Required work
Give the count of lines in the records below that contain "each", with no other words.

[Saved entries]
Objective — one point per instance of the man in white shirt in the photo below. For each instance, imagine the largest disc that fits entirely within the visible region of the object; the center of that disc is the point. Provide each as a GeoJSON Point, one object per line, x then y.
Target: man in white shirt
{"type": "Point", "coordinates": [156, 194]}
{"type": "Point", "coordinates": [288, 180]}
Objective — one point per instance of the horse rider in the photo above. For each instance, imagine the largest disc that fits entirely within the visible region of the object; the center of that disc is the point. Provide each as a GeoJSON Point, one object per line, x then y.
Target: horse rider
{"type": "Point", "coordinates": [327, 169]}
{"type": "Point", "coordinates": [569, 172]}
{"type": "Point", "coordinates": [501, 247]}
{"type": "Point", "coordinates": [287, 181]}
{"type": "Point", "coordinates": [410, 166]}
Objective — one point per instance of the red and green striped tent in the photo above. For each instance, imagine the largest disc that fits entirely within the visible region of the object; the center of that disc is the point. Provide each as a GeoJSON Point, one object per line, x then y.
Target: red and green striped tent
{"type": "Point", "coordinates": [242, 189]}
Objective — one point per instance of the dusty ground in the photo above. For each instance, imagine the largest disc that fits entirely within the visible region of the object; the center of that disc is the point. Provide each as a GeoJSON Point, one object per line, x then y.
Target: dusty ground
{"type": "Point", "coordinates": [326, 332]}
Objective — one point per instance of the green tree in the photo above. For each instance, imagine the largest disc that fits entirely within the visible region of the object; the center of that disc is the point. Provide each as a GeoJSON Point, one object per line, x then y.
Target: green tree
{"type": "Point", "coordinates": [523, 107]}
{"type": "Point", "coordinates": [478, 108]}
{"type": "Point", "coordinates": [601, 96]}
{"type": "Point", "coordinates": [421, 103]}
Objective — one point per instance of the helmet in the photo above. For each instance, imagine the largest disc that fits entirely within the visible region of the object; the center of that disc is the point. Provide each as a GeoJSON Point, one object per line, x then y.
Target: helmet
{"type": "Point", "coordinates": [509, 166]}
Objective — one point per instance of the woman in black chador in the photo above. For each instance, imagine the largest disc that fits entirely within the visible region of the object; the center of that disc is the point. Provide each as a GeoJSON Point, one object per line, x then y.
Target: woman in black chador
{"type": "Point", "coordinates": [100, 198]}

Result of this task
7